#### GIVEN RECORDS ####
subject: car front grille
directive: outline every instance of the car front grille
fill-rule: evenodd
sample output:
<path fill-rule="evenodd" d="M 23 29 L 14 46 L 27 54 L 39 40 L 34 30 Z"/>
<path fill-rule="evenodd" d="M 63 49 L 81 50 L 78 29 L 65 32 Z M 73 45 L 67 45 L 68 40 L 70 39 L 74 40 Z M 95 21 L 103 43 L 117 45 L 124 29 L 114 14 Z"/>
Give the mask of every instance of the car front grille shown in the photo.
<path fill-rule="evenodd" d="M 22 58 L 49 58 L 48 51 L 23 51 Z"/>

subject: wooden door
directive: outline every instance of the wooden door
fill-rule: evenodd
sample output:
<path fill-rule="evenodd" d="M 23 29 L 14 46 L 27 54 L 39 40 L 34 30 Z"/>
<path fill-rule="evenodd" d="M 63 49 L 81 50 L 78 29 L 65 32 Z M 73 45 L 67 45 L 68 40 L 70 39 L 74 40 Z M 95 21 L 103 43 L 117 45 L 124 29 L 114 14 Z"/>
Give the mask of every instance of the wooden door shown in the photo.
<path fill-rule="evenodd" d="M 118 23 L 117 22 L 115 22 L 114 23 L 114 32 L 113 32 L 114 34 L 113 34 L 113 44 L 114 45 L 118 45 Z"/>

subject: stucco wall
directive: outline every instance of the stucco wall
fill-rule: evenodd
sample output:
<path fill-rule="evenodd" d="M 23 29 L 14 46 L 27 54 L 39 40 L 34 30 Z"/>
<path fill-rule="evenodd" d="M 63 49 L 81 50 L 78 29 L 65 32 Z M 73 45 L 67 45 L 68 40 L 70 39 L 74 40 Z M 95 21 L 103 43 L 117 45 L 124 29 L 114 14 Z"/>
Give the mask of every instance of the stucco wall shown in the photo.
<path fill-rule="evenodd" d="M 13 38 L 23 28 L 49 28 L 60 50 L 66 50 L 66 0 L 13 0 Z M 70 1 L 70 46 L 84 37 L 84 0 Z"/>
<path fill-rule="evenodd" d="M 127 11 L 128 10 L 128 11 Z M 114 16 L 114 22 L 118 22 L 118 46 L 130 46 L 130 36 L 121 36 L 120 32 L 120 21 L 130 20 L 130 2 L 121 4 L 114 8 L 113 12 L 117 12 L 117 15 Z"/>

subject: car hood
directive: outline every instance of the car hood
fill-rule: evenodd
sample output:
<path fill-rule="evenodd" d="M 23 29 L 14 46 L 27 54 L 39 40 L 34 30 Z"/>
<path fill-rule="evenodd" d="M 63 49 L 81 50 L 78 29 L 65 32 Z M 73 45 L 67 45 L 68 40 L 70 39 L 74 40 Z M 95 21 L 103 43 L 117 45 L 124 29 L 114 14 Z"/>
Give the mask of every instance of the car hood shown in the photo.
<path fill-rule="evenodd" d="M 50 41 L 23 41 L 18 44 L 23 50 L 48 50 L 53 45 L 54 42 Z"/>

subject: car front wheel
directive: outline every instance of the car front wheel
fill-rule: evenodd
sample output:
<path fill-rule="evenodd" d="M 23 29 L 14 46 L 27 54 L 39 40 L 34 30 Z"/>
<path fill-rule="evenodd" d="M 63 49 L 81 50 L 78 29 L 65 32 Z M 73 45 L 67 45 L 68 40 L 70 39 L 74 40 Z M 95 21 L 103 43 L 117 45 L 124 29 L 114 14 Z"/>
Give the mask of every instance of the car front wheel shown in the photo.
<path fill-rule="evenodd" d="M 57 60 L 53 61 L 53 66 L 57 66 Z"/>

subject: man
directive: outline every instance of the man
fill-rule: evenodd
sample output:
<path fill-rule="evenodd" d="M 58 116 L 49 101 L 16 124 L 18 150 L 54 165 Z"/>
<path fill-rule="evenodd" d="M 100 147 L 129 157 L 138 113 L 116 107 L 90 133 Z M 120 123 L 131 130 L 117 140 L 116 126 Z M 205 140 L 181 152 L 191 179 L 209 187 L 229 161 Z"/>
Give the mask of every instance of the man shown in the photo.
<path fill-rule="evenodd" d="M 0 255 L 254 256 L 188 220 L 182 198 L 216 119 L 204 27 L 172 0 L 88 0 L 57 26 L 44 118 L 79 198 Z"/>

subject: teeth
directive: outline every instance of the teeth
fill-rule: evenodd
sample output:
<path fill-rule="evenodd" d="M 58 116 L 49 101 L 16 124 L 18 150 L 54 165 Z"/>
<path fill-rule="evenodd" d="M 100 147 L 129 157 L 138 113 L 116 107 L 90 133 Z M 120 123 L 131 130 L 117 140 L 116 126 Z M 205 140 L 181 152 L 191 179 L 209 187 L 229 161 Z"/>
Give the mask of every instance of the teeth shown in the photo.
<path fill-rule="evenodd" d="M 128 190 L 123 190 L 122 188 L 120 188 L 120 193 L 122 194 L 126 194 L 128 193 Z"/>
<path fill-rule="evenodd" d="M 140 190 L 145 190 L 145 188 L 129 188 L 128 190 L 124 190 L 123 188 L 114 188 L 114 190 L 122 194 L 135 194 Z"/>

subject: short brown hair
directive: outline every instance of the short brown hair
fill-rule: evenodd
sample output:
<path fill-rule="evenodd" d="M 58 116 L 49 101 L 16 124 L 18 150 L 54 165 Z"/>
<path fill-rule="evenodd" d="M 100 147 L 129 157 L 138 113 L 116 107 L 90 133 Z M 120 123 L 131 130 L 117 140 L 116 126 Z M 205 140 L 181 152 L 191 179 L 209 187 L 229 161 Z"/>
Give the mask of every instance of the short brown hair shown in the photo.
####
_INSTRUCTIONS TO FOLLOW_: Reproduce all of the items above, substituting "reference output" for "sample output" wherever it occurs and leaving everything else unchanged.

_RESPONSE TO THE TASK_:
subject: car front grille
directive: outline every instance of the car front grille
fill-rule: evenodd
reference output:
<path fill-rule="evenodd" d="M 23 29 L 14 46 L 27 54 L 39 40 L 34 30 Z"/>
<path fill-rule="evenodd" d="M 63 49 L 81 50 L 78 29 L 65 32 Z M 73 45 L 67 45 L 68 40 L 70 39 L 74 40 Z M 95 21 L 103 43 L 117 45 L 124 29 L 114 14 Z"/>
Give the mask of every instance of the car front grille shown in the photo.
<path fill-rule="evenodd" d="M 22 58 L 49 58 L 48 51 L 23 51 Z"/>

subject: wooden door
directive: outline every instance of the wooden door
fill-rule: evenodd
reference output:
<path fill-rule="evenodd" d="M 23 29 L 14 46 L 27 54 L 39 40 L 34 30 Z"/>
<path fill-rule="evenodd" d="M 63 49 L 81 50 L 78 29 L 65 32 Z M 73 45 L 67 45 L 68 40 L 70 39 L 74 40 Z M 95 21 L 103 43 L 117 45 L 124 29 L 114 14 Z"/>
Give the mask of every instance of the wooden door shown in the photo.
<path fill-rule="evenodd" d="M 118 23 L 117 22 L 115 22 L 114 23 L 114 32 L 113 32 L 114 34 L 113 34 L 113 44 L 114 45 L 118 45 Z"/>

subject: stucco wall
directive: outline every instance of the stucco wall
fill-rule: evenodd
reference output:
<path fill-rule="evenodd" d="M 23 29 L 14 46 L 27 54 L 39 40 L 34 30 Z"/>
<path fill-rule="evenodd" d="M 63 49 L 81 50 L 78 29 L 65 32 Z M 73 45 L 67 45 L 68 40 L 70 39 L 74 40 Z M 95 21 L 103 43 L 117 45 L 124 29 L 114 14 Z"/>
Give the mask of every instance of the stucco wall shown in the photo.
<path fill-rule="evenodd" d="M 13 38 L 23 28 L 49 28 L 60 50 L 66 50 L 66 0 L 13 0 Z M 70 1 L 70 46 L 84 37 L 84 0 Z"/>
<path fill-rule="evenodd" d="M 127 11 L 128 10 L 128 11 Z M 114 16 L 114 22 L 118 22 L 118 46 L 130 46 L 130 36 L 121 36 L 120 32 L 120 21 L 130 20 L 130 2 L 121 4 L 114 8 L 113 12 L 117 12 L 117 15 Z"/>

subject: car hood
directive: outline every instance of the car hood
fill-rule: evenodd
reference output:
<path fill-rule="evenodd" d="M 23 29 L 14 46 L 27 54 L 39 40 L 34 30 Z"/>
<path fill-rule="evenodd" d="M 63 49 L 81 50 L 78 29 L 65 32 Z M 73 45 L 67 45 L 68 40 L 70 39 L 74 40 Z M 95 21 L 103 43 L 117 45 L 124 29 L 114 14 Z"/>
Give the mask of every instance of the car hood shown in the photo.
<path fill-rule="evenodd" d="M 50 41 L 23 41 L 18 44 L 23 50 L 48 50 L 53 45 L 54 42 Z"/>

subject: car front wheel
directive: outline every instance of the car front wheel
fill-rule: evenodd
reference output:
<path fill-rule="evenodd" d="M 23 29 L 14 46 L 27 54 L 39 40 L 34 30 Z"/>
<path fill-rule="evenodd" d="M 63 49 L 81 50 L 78 29 L 65 32 Z M 73 45 L 67 45 L 68 40 L 70 39 L 74 40 Z M 95 21 L 103 43 L 117 45 L 124 29 L 114 14 Z"/>
Give the mask of every instance of the car front wheel shown in the photo.
<path fill-rule="evenodd" d="M 57 60 L 53 61 L 53 66 L 57 66 Z"/>

subject: man
directive: outline every instance of the man
fill-rule: evenodd
reference output:
<path fill-rule="evenodd" d="M 58 116 L 49 101 L 16 124 L 18 150 L 54 165 Z"/>
<path fill-rule="evenodd" d="M 100 147 L 129 157 L 138 113 L 116 107 L 90 133 Z M 120 123 L 131 130 L 117 140 L 116 126 Z M 205 140 L 181 152 L 191 179 L 209 187 L 229 161 Z"/>
Give the mask of every instance of the man shown in the photo.
<path fill-rule="evenodd" d="M 0 255 L 254 256 L 188 220 L 182 198 L 216 119 L 204 27 L 172 0 L 88 0 L 57 26 L 44 118 L 79 198 Z"/>

subject: teeth
directive: outline every instance of the teeth
fill-rule: evenodd
reference output:
<path fill-rule="evenodd" d="M 58 116 L 49 101 L 16 124 L 18 150 L 54 165 Z"/>
<path fill-rule="evenodd" d="M 100 147 L 129 157 L 138 113 L 116 107 L 90 133 Z M 120 123 L 131 130 L 117 140 L 116 126 Z M 205 140 L 181 152 L 191 179 L 209 187 L 229 161 Z"/>
Give the mask of every instance of the teeth shown in the photo.
<path fill-rule="evenodd" d="M 128 190 L 123 190 L 122 188 L 120 188 L 120 193 L 122 194 L 126 194 L 128 193 Z"/>
<path fill-rule="evenodd" d="M 140 190 L 145 190 L 145 188 L 129 188 L 128 190 L 124 190 L 123 188 L 114 188 L 114 190 L 122 194 L 135 194 Z"/>

subject: short brown hair
directive: outline every instance of the short brown hair
fill-rule: evenodd
reference output:
<path fill-rule="evenodd" d="M 58 116 L 49 101 L 16 124 L 18 150 L 54 165 Z"/>
<path fill-rule="evenodd" d="M 100 147 L 129 157 L 138 113 L 116 107 L 90 133 Z M 120 123 L 131 130 L 117 140 L 116 126 Z M 205 140 L 181 152 L 191 179 L 209 187 L 229 161 Z"/>
Give the mask of every instance of the short brown hair shown in the photo.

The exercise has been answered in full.